### Job A
According to the forum post about the low-fuel crew, why did the controller have to reword his question about fuel exhaustion?

Up in the corridor????
 
I don't want to listen to the whole thing again, but were they a go around, or missed approach? I thought I heard that call sign at the begining of the tape.
 
That was informative. No information on the circumstances, yet you slam them. Oh and I suppose its not possible that they padded their time til exhaustion at all? And according to you 45 minutes at cruise should = 45 minutes fully configured at 2K?

Let me guess, if you had 20 minutes of fuel remaining, you would accept 19 minutes worth of vectors? I'm guessing you'd pad it a bit too. Or do you always go down to bare minimum "bingo" fuel before you divert, assuming you'll be cleared direct to the outer marker of your alternate, number 1 for the approach?
 
Alright, without listening to all of it again.....There were T-Storms along the arrival into NYC, everyone was being vectored around for spacing etc., these guys call up and say that they are approaching min fuel, approach calls back and ask how much fuel til fuel exhaustion, the guys are not sure what he means by that so the controller clarifies it, how long til the engines quit running? The crew replies 20 minutes (still no emergency declared). 3 planes ahead of them are turned off the arrival to give them priority. They are switched to approach. Approach diverts two planes to another runway for an inbound emergency, they reply we didn't declare an emergency. Approach say we declared one for you. Thats it in a nutshell. Bottomline if your still up approach with only 20 minutes til flameout and you haven't decided that you have an emergency....I don't want any of my family in the back.

Flame away....but you only have 20 minutes to do it.............

### Job B
Find every line in the entries below that contains the word "floor" and copy each one. Case counts.

### Supplied records
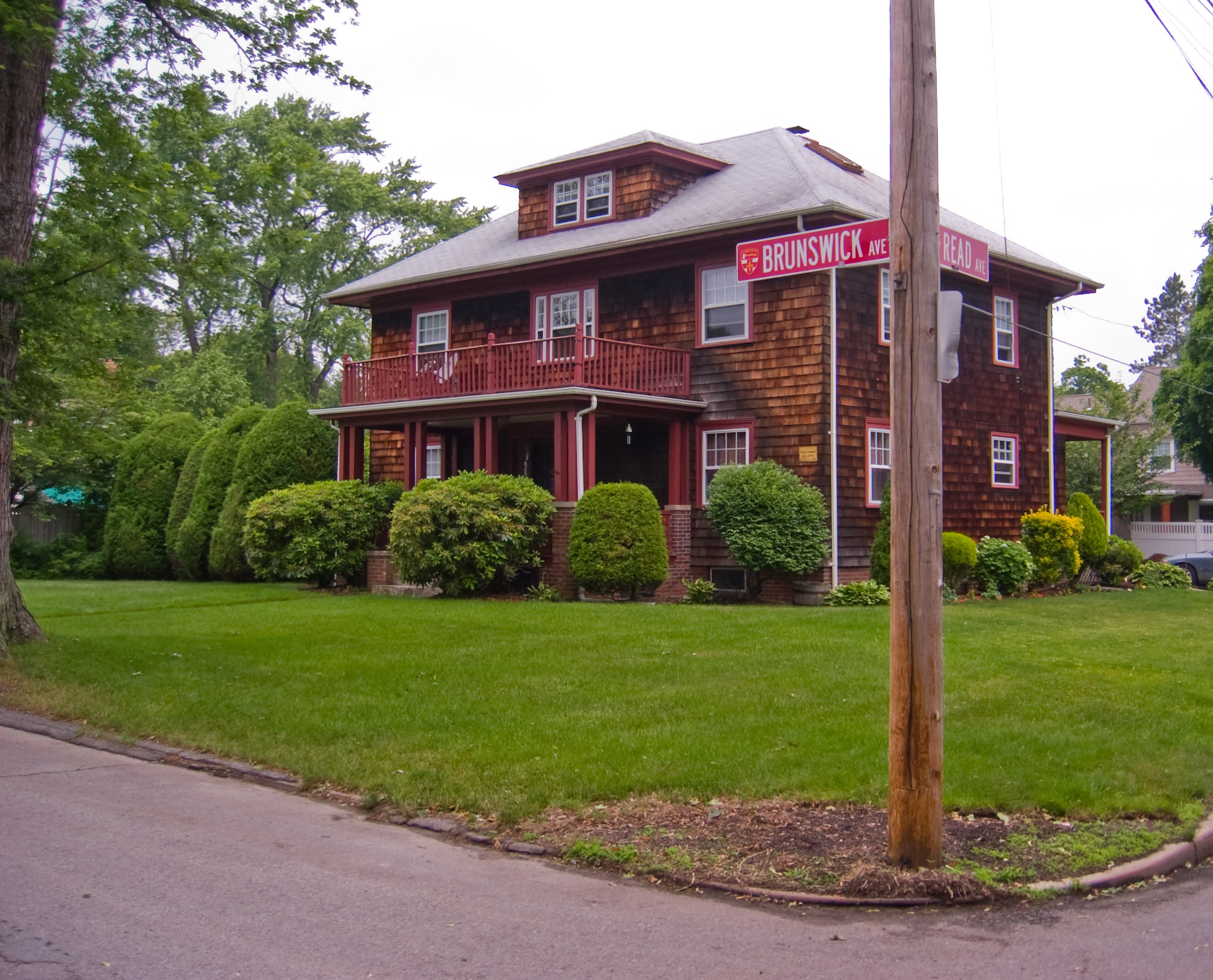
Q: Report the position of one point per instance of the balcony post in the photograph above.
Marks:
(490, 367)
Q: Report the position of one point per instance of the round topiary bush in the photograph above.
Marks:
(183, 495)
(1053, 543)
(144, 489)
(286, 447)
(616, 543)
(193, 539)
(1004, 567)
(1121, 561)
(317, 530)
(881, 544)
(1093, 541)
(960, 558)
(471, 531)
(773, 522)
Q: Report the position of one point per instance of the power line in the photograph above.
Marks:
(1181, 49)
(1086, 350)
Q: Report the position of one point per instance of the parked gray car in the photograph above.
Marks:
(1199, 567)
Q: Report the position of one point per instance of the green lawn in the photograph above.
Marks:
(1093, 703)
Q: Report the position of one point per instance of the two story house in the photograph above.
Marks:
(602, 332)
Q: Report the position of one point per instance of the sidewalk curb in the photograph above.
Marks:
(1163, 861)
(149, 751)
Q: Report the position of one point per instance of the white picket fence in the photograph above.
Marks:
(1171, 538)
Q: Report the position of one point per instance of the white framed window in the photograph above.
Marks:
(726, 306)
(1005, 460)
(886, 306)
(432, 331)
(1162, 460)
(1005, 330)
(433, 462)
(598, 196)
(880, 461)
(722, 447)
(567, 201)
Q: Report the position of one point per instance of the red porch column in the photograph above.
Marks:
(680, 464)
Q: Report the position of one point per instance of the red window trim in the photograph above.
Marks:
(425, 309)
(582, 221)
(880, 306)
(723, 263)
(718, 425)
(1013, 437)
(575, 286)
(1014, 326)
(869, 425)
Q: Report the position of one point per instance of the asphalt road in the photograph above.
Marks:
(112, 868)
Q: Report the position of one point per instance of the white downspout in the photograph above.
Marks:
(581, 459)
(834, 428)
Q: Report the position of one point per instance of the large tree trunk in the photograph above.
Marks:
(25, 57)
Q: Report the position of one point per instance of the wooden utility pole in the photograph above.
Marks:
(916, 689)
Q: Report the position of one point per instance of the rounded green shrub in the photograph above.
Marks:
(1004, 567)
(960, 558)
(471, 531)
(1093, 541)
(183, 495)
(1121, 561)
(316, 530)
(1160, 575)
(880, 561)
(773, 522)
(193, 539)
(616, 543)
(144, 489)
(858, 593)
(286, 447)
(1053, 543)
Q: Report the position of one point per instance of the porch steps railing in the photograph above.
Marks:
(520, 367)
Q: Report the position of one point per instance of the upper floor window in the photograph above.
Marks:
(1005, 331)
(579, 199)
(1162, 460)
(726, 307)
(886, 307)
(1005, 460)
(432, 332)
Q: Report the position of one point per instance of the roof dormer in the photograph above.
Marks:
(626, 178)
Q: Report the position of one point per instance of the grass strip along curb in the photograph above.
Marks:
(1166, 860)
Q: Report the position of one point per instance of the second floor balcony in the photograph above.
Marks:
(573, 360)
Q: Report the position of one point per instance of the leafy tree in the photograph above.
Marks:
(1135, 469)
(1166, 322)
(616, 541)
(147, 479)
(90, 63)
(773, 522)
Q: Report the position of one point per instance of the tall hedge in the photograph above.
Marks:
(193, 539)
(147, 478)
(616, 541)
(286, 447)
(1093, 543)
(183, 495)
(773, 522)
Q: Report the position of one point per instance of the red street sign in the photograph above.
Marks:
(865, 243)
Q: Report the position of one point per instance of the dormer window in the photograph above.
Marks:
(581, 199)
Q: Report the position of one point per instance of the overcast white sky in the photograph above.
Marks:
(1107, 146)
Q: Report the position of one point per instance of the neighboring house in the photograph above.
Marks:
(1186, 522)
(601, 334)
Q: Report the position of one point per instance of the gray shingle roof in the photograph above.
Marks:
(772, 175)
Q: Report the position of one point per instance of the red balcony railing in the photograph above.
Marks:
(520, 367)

* * *

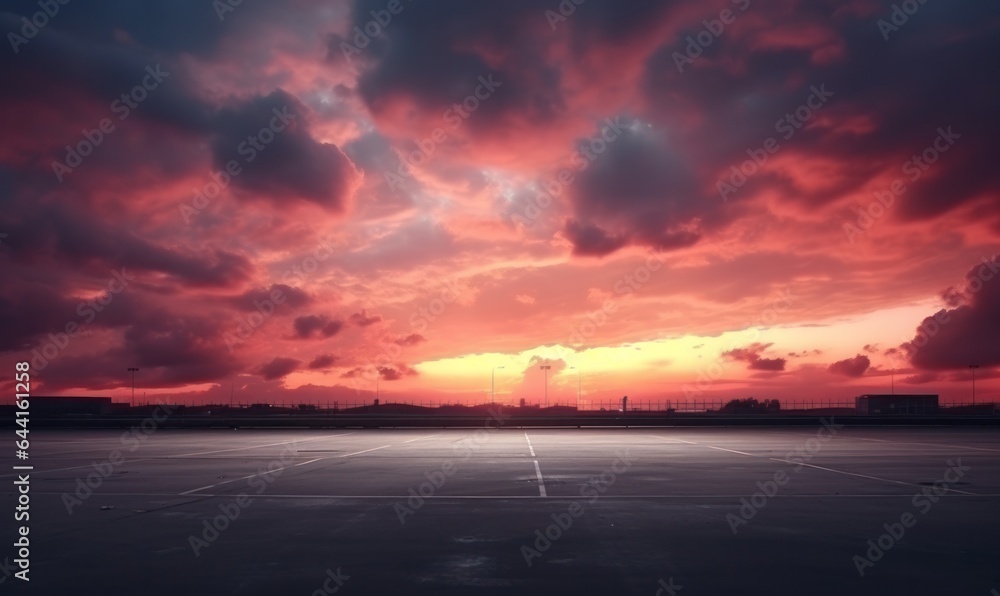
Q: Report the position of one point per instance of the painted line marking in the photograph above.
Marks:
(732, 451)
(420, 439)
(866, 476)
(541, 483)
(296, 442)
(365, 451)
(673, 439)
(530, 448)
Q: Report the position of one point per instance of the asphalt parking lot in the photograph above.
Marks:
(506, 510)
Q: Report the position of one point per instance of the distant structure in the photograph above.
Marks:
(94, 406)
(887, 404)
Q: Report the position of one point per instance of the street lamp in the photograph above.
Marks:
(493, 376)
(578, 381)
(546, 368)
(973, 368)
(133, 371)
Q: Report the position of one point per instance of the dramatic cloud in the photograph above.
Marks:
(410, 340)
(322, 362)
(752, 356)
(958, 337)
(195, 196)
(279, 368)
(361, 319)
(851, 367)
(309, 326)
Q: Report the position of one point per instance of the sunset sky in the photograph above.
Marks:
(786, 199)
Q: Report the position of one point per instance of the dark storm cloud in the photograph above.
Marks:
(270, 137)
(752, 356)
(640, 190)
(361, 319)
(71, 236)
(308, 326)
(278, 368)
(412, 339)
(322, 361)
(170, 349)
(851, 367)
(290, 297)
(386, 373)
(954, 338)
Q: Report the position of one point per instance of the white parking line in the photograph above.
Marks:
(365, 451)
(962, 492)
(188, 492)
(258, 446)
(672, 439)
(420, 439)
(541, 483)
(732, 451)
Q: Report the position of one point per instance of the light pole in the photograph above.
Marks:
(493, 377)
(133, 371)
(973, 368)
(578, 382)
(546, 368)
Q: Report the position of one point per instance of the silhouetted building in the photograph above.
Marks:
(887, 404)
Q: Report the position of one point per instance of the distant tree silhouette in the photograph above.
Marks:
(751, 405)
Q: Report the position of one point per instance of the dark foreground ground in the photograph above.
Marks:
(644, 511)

### Complete output A
The crew weren't sure what he meant by asking how much fuel they had until fuel exhaustion. He clarified by asking how long until the engines quit running.

### Complete output B
Q: Report the position of one point per instance of the upper floor window in the photograph above.
Q: Report the position of one point per instance of the second floor balcony in the photograph above.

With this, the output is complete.